Work required:
Restate word for word the lines of the entries below, starting with the line that holds "x=370, y=774" and ending with the line that holds "x=1107, y=501", and no others.
⟨
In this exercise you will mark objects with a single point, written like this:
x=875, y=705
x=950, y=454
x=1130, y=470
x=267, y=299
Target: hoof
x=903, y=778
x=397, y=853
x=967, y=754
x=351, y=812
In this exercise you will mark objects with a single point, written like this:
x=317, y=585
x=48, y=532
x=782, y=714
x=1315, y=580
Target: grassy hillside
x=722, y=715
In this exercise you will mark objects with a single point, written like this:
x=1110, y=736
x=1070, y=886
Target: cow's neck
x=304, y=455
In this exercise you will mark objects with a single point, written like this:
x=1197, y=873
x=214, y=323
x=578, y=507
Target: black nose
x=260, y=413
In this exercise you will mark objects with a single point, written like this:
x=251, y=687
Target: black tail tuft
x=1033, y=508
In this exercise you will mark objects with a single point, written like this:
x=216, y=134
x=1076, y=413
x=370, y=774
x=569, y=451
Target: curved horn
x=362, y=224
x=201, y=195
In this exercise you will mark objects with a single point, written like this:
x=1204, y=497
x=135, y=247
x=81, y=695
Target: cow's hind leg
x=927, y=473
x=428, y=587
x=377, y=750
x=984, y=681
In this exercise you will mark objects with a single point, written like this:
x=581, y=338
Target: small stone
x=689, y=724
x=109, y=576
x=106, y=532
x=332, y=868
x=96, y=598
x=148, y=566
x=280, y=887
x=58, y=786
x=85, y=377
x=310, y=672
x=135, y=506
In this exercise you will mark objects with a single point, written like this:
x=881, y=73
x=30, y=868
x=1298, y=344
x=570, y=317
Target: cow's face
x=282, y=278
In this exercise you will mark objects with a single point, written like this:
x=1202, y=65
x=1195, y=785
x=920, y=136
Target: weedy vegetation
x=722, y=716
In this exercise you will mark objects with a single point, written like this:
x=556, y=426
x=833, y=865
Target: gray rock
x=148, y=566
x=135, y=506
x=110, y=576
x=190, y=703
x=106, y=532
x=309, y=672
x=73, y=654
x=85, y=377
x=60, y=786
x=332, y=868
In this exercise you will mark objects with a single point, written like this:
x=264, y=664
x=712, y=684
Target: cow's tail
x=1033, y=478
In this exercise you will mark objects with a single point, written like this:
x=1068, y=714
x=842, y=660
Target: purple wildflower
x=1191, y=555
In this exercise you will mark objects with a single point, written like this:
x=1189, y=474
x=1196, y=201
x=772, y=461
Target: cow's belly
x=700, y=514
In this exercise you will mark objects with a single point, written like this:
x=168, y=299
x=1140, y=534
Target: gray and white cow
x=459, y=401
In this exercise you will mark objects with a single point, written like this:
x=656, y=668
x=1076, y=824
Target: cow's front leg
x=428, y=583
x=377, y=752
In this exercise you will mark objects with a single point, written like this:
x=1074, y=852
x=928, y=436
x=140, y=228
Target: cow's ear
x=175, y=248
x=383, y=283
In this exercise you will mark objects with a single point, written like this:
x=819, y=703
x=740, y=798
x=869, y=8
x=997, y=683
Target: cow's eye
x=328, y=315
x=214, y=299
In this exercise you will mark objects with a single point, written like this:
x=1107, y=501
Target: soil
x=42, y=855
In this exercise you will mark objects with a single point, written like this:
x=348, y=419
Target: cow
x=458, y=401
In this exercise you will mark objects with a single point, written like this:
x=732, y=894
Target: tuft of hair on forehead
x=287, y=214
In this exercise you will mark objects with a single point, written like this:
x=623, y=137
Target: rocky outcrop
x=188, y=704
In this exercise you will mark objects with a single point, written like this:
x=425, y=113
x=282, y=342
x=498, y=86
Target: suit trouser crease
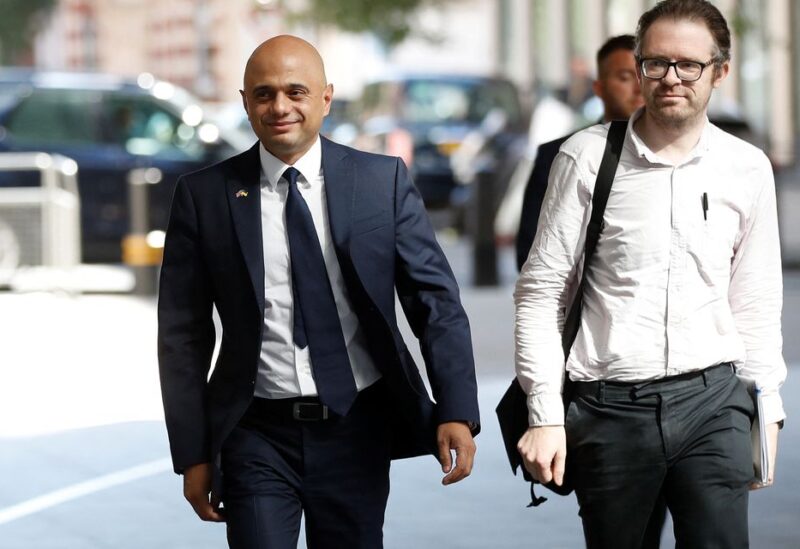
x=335, y=472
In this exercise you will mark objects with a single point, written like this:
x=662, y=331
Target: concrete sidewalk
x=84, y=446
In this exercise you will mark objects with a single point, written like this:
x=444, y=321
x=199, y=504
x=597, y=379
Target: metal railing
x=39, y=225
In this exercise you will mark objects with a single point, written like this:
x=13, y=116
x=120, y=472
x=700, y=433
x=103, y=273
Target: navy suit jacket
x=213, y=256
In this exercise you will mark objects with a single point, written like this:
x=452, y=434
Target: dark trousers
x=335, y=471
x=685, y=439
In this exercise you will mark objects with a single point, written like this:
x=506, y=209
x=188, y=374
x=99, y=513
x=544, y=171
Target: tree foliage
x=17, y=22
x=390, y=20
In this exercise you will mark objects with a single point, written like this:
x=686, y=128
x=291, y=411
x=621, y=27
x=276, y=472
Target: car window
x=433, y=101
x=56, y=117
x=142, y=126
x=500, y=95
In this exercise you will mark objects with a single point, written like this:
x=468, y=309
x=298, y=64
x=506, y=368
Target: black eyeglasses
x=688, y=71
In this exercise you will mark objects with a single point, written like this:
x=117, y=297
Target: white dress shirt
x=673, y=287
x=284, y=369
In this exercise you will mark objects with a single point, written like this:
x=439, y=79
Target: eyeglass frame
x=674, y=65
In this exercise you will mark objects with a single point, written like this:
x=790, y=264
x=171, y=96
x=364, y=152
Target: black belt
x=306, y=408
x=298, y=409
x=626, y=389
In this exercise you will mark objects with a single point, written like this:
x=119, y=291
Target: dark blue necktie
x=316, y=320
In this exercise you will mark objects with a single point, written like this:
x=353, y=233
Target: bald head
x=286, y=96
x=287, y=48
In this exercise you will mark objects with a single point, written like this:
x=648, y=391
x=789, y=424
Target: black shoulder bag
x=512, y=411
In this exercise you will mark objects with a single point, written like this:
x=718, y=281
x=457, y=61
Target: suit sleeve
x=429, y=295
x=185, y=334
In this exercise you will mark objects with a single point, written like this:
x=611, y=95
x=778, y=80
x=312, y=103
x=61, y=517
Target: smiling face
x=670, y=102
x=286, y=96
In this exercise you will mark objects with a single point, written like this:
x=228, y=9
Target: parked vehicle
x=424, y=120
x=110, y=126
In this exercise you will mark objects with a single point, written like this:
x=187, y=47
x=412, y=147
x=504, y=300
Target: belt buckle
x=309, y=411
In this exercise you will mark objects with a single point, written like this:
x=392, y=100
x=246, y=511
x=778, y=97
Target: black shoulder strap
x=602, y=188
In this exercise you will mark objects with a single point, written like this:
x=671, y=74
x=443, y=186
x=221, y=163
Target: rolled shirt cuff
x=545, y=409
x=772, y=406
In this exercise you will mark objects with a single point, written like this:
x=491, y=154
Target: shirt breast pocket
x=714, y=242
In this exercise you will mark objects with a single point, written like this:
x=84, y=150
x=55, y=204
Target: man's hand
x=197, y=491
x=544, y=452
x=772, y=448
x=455, y=435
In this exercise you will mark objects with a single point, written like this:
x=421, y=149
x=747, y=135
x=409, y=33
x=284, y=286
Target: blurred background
x=104, y=103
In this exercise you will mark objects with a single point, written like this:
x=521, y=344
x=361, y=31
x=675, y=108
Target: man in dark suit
x=618, y=88
x=300, y=244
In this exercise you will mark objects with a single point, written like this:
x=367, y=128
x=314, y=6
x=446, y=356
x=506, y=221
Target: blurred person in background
x=618, y=89
x=301, y=244
x=682, y=308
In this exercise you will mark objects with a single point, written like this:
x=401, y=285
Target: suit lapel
x=340, y=188
x=244, y=197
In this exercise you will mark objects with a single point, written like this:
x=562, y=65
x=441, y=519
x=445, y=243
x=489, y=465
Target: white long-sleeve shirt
x=673, y=287
x=284, y=369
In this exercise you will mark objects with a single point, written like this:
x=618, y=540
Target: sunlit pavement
x=83, y=448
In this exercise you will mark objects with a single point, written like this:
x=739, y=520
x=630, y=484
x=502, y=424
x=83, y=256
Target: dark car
x=110, y=126
x=424, y=119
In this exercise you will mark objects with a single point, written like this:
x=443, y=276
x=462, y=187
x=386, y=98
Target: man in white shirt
x=301, y=246
x=681, y=309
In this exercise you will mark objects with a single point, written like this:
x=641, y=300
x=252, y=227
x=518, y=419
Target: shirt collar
x=641, y=150
x=309, y=165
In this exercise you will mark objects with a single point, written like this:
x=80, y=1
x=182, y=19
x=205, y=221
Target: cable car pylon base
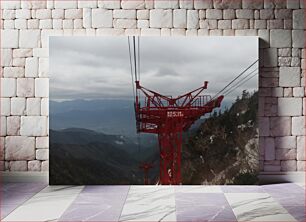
x=168, y=118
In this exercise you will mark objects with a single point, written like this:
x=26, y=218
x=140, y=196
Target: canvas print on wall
x=153, y=110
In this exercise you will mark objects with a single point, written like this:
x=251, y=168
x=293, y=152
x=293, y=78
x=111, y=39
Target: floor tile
x=197, y=189
x=6, y=210
x=203, y=207
x=15, y=194
x=149, y=203
x=257, y=207
x=298, y=212
x=47, y=205
x=283, y=188
x=97, y=203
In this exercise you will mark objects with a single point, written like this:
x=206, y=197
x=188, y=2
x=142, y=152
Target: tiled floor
x=39, y=202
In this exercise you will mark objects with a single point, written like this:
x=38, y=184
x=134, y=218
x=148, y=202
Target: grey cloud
x=97, y=67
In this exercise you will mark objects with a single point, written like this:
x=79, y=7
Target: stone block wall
x=26, y=26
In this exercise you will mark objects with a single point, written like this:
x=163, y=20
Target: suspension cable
x=244, y=71
x=135, y=62
x=131, y=67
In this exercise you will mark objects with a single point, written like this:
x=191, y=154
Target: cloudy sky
x=98, y=67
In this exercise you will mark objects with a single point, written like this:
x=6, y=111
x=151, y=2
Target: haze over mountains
x=95, y=142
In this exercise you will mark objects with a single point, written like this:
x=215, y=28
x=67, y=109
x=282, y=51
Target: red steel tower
x=168, y=118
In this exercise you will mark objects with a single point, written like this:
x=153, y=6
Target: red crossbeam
x=168, y=118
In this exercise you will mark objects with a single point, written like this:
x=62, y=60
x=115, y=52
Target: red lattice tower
x=168, y=118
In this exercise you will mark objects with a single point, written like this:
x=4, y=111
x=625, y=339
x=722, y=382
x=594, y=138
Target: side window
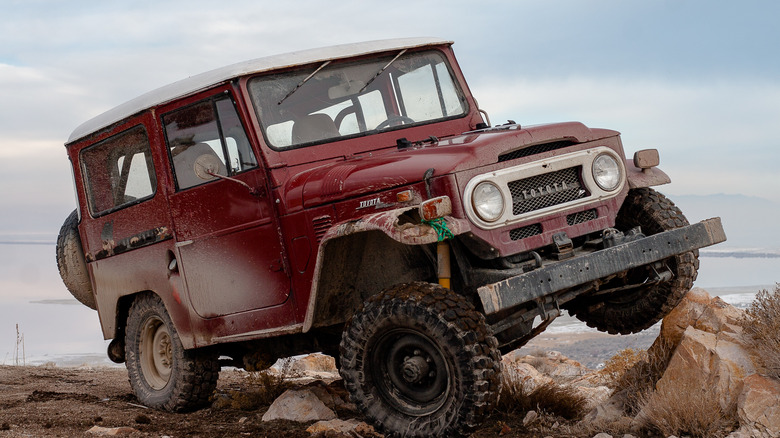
x=207, y=139
x=428, y=93
x=118, y=171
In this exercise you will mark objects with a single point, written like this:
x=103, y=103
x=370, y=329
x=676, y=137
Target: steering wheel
x=394, y=119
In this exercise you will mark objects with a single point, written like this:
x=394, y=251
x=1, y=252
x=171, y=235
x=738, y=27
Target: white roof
x=202, y=81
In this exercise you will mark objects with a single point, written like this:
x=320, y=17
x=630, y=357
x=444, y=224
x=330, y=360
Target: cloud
x=714, y=136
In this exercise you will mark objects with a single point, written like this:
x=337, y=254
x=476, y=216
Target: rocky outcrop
x=341, y=428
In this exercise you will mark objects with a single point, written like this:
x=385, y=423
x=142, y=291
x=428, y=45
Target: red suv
x=355, y=200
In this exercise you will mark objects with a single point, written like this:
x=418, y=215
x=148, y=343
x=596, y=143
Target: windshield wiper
x=300, y=84
x=381, y=70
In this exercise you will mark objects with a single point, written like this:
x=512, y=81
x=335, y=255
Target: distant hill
x=750, y=222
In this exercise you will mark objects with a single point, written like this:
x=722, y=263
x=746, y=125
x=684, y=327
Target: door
x=228, y=245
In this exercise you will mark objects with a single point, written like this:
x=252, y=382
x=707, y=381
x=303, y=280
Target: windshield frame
x=378, y=69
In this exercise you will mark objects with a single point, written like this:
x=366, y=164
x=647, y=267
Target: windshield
x=329, y=101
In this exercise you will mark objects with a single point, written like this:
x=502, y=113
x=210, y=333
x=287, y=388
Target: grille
x=582, y=216
x=321, y=225
x=546, y=190
x=533, y=150
x=527, y=231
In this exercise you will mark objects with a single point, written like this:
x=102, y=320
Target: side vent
x=534, y=149
x=583, y=216
x=524, y=232
x=321, y=225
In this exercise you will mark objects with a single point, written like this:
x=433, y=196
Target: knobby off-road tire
x=419, y=360
x=162, y=373
x=71, y=262
x=634, y=310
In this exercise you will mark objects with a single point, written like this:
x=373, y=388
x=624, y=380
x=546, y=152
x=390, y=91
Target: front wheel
x=419, y=360
x=162, y=373
x=638, y=305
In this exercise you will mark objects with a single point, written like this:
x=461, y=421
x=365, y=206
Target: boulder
x=759, y=404
x=300, y=405
x=111, y=431
x=707, y=360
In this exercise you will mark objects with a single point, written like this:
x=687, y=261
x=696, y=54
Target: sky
x=698, y=80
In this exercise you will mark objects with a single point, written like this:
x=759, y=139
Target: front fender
x=396, y=224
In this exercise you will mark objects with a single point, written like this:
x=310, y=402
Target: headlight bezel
x=476, y=204
x=607, y=163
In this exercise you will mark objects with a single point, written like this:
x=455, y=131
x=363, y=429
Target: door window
x=207, y=139
x=119, y=171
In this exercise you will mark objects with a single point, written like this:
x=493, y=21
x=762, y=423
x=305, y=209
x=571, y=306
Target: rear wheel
x=636, y=306
x=162, y=373
x=418, y=360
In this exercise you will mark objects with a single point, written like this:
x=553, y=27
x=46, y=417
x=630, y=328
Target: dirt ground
x=67, y=402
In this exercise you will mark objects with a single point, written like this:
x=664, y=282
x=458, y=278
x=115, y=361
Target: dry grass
x=618, y=365
x=551, y=398
x=689, y=410
x=264, y=388
x=762, y=324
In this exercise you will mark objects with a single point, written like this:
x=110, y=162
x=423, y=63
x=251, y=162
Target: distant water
x=56, y=328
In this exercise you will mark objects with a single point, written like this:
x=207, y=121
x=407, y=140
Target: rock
x=530, y=417
x=329, y=396
x=307, y=368
x=706, y=360
x=298, y=405
x=759, y=404
x=607, y=412
x=111, y=431
x=524, y=374
x=701, y=311
x=340, y=428
x=747, y=431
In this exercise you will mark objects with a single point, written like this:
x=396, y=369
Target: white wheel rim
x=156, y=354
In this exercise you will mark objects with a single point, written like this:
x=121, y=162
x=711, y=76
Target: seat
x=184, y=164
x=314, y=127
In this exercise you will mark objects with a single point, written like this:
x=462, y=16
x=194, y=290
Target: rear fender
x=649, y=177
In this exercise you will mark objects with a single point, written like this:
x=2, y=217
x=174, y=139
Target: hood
x=390, y=168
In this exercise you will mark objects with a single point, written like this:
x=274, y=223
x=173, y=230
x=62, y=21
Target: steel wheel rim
x=411, y=372
x=156, y=353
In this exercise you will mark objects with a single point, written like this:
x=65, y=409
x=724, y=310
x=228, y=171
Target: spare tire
x=71, y=262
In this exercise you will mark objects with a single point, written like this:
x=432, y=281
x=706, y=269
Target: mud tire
x=71, y=262
x=162, y=373
x=458, y=388
x=634, y=311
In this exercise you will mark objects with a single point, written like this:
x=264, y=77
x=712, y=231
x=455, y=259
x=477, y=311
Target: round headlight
x=606, y=172
x=488, y=201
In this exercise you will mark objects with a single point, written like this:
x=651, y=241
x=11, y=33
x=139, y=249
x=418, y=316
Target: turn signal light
x=436, y=208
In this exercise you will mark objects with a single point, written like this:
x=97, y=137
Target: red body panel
x=246, y=264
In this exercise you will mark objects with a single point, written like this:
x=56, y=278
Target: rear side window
x=118, y=171
x=206, y=139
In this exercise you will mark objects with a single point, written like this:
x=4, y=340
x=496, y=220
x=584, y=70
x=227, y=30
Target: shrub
x=638, y=380
x=619, y=364
x=689, y=410
x=265, y=387
x=762, y=325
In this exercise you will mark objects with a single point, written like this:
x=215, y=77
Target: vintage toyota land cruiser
x=355, y=200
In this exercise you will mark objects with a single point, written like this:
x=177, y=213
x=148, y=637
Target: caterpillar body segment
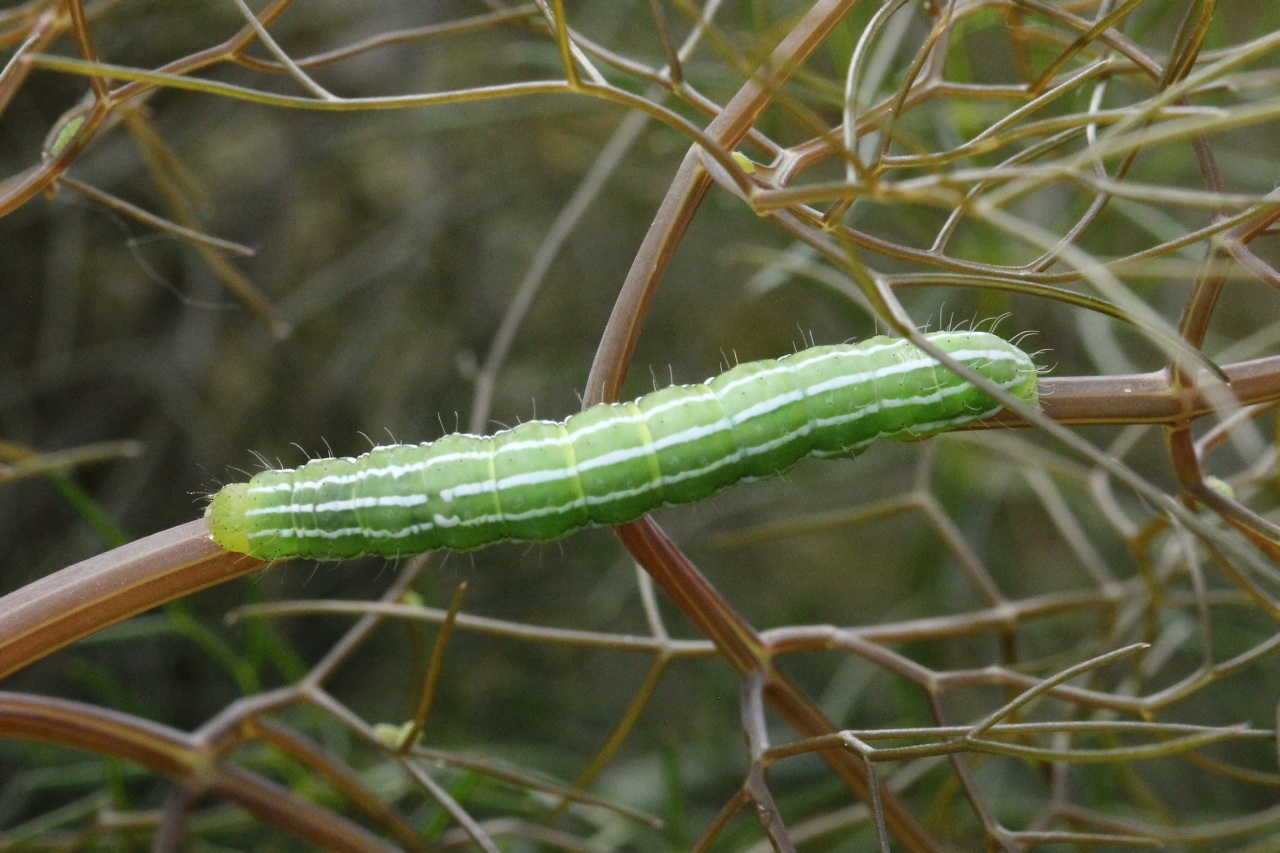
x=613, y=463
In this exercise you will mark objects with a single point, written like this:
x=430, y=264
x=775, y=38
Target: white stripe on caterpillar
x=613, y=463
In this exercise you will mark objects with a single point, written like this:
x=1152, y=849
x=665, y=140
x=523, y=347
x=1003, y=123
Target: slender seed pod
x=613, y=463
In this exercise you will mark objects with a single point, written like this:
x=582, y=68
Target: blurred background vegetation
x=389, y=243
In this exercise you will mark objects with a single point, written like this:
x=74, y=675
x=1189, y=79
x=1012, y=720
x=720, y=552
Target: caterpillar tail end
x=227, y=521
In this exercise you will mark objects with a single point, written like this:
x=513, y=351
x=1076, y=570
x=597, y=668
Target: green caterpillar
x=615, y=463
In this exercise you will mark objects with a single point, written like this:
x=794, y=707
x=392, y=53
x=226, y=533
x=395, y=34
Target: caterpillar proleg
x=615, y=463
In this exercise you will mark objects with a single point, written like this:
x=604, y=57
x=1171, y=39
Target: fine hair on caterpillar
⟩
Task solution:
x=370, y=774
x=569, y=451
Target: curved horn
x=362, y=224
x=201, y=195
In this exercise you will mark objects with a single point, written like this:
x=1204, y=497
x=135, y=247
x=81, y=695
Target: cow's hind leg
x=927, y=473
x=428, y=587
x=377, y=750
x=984, y=681
In this exercise you will mark objects with a single point, written like this:
x=581, y=338
Target: small stone
x=689, y=724
x=109, y=576
x=106, y=532
x=332, y=868
x=96, y=598
x=148, y=566
x=280, y=887
x=58, y=786
x=85, y=377
x=310, y=672
x=135, y=506
In this exercise you will mark objects with a single point, written like this:
x=881, y=73
x=30, y=868
x=1298, y=344
x=570, y=317
Target: cow's face
x=282, y=278
In this exercise you will mark objects with a single point, written like this:
x=1202, y=65
x=1195, y=785
x=920, y=136
Target: weedy vegetation
x=722, y=716
In this exercise you will mark objects with a single point, written like this:
x=556, y=426
x=833, y=865
Target: gray rock
x=148, y=566
x=135, y=506
x=110, y=576
x=190, y=703
x=106, y=532
x=309, y=672
x=73, y=654
x=85, y=377
x=60, y=786
x=332, y=868
In this exercise you will mark objects with a single point, written like this:
x=264, y=664
x=712, y=684
Target: cow's tail
x=1033, y=478
In this exercise you will mark objects with a single point, written like this:
x=1068, y=714
x=842, y=660
Target: purple wildflower
x=1191, y=555
In this exercise you will mark objects with a single point, written like this:
x=1189, y=474
x=1196, y=201
x=772, y=461
Target: cow's belly
x=700, y=514
In this exercise you will mark objects with a single point, written like this:
x=168, y=299
x=1140, y=534
Target: gray and white cow
x=459, y=401
In this exercise you will mark objects with a single point, written like this:
x=656, y=668
x=1076, y=824
Target: cow's front leg
x=428, y=583
x=377, y=752
In this exercise you will mark objects with a single point, written like this:
x=1074, y=852
x=928, y=436
x=140, y=228
Target: cow's ear
x=175, y=248
x=383, y=283
In this exercise you will mark objects with a single point, written like this:
x=819, y=703
x=740, y=798
x=869, y=8
x=997, y=683
Target: cow's eye
x=328, y=315
x=214, y=299
In this exercise you will mark objects with a single point, written like this:
x=1107, y=501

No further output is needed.